DOCUMENT PASSAGE >>
*** Begin section ***

And the Oscar goes to…

When I moved to France for a few years in the early 90s, it was a startling new experience to eat and drink with a people that savor and analyze every mouthful. I developed an amateur winedar that enabled me to distinguish a Bordeaux from a Côtes du Rhone, but when I moved to the U.S. my limited wine knowledge was blown out of context. In France, I hadn’t distinguished grape varieties, just regions, so I had to develop a new navigation system.

Although I can distinguish wines at a basic level, I don’t have a wine palate. I can’t spontaneously invoke the cornucopia of fruit or flower or minerals that are used to describe wine. At a certain point, I just like it.

However, my tastebuds are tuned to that other life-sustaining food that goes remarkably well with any red wine…chocolate. And I don’t mean candy bars. I mean serious, intentional bars of dark chocolate. Chocolate that feeds the soul and nourishes the body. I have every confidence that, with a little extra study, I could be working for van Houten or Lindt, traveling the world to talk with cocoa farmers and evaluating chocolate recipes.

That’s not going to happen any time soon, but I thought it would be useful for me, if not you, to identify some readily available pleasures in the world of dark chocolate. I enlisted the help of a certain SoHo family, which brought in a diversity of chocolate tastes. Personally, I was looking for a dark chocolate with limited sweetness, but which manages a good texture in spite of a high cocoa content.

Our group decided that there were five criteria for evaluation:

Look—everything from packaging to the actual bar
Richness—chocolate flavor and content
Sweetness—can be both good and bad
Texture—which varies outside of Hershey land
Ethics—so many of these bars tout PC credentials

For the purposes of focus, I excluded any flavored bars or those with added ingredients such as nuts. I selected brands that are readily available at Whole Foods or independent grocery stores.

*** End section ***

ACTIVITY >> How would you carry the dark chocolate tasting piece forward from its last sentence?

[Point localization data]
*** Begin section ***

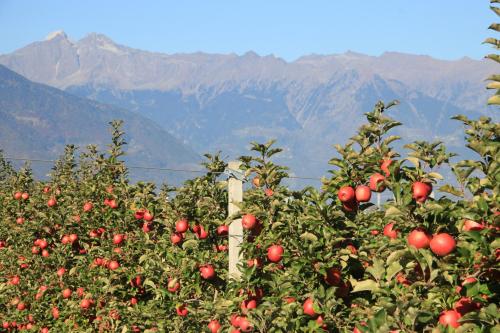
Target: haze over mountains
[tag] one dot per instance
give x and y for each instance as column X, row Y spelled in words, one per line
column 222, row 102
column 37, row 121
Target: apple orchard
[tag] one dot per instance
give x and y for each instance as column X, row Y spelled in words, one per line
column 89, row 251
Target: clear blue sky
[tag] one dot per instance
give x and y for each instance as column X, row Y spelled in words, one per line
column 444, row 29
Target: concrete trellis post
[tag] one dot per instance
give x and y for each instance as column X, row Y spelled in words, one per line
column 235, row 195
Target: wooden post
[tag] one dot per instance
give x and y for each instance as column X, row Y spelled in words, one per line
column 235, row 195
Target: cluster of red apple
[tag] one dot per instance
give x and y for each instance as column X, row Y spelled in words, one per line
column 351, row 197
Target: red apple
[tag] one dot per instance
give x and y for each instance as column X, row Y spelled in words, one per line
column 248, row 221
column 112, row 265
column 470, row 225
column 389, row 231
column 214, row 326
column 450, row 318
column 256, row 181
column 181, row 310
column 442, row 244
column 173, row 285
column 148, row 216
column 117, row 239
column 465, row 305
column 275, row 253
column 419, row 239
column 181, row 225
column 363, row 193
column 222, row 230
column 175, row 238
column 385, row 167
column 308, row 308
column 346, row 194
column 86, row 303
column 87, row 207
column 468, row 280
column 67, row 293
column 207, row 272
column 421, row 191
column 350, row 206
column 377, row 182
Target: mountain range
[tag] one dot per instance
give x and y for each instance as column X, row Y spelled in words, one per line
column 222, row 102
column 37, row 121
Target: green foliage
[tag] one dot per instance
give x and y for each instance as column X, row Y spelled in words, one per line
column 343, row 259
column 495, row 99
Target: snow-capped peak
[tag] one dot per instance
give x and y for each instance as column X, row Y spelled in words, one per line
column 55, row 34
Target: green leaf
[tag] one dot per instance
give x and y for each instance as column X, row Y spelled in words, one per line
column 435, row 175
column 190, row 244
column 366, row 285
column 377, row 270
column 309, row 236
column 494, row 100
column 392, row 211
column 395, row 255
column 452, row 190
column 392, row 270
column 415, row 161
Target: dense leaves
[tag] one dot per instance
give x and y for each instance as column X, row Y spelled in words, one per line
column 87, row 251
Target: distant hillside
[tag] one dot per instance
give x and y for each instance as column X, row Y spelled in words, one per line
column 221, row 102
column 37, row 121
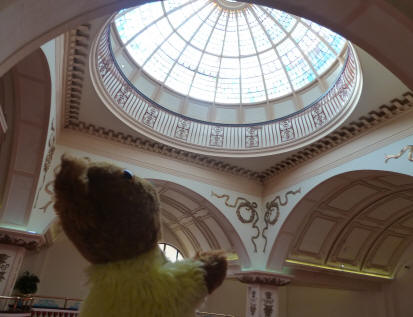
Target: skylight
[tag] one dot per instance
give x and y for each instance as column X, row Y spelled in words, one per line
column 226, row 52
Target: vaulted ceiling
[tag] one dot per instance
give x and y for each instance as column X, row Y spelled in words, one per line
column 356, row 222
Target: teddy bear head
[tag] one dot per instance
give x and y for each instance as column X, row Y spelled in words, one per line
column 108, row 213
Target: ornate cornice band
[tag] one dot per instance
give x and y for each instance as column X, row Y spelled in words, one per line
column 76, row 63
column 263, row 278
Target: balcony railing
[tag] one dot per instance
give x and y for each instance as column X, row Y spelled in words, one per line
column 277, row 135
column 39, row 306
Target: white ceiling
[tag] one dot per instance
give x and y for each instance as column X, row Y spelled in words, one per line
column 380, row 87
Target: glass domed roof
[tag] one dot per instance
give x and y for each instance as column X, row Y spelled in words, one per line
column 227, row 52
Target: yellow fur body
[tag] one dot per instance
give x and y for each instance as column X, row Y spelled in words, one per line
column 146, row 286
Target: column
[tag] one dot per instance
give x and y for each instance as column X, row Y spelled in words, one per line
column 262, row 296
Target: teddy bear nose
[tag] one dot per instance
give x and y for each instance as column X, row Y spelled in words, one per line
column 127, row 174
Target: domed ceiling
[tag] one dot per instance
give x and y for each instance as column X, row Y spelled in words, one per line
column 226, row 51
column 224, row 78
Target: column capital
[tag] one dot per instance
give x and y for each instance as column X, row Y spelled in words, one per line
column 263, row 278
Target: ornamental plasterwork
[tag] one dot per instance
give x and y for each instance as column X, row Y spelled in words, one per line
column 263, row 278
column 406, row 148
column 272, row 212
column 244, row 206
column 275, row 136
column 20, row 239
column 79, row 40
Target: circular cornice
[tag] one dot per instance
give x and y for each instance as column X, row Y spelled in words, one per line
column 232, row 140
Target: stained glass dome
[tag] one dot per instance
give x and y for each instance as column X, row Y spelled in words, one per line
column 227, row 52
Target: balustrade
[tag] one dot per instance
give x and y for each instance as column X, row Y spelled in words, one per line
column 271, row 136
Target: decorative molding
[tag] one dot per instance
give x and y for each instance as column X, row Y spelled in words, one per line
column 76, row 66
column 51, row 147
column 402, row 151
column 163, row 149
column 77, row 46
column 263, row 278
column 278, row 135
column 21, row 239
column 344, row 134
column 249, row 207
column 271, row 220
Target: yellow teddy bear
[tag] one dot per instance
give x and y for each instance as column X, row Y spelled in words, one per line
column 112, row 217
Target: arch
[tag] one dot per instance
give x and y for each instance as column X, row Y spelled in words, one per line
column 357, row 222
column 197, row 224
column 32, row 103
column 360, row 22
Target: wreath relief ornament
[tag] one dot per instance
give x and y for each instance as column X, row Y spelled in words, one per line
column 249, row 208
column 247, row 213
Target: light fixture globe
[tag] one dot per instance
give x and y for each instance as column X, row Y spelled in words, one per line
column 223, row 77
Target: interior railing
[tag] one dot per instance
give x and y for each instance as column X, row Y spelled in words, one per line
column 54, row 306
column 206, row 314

*** End section ***

RESULT OF THE EXERCISE >>
Chocolove with 77% cocoa content
Chocolove has whimsical packaging aiming to invoke a love letter with a poem printed inside, which we thought was cheesy. We liked the look of the chocolate – the bar has a shiny, undulating surface with a heart printed on each chunk. However, the flavor underperformed. Yes, it had a detectably high cocoa content; it was even a little sweet, but somehow bland. Also, the texture was dry – and if you’re going to live with dryness, it has to be compensated by exceptional flavor, which this wasn’t. This bar is fine, but nothing more.

Chocolove with 70% cocoa content
Surprisingly, this bar with less cocoa performs better on flavor. There was a much improved balance with the sugar content and the texture benefited from less cocoa to the point where it was called “smooth and creamy” by Ms. SSW, who ended up naming this her favorite of the evening. Although neither bar was organic, Chocolove does have a couple of organic products and has lengthy statements on their website about using suppliers that do not use child labor in Africa.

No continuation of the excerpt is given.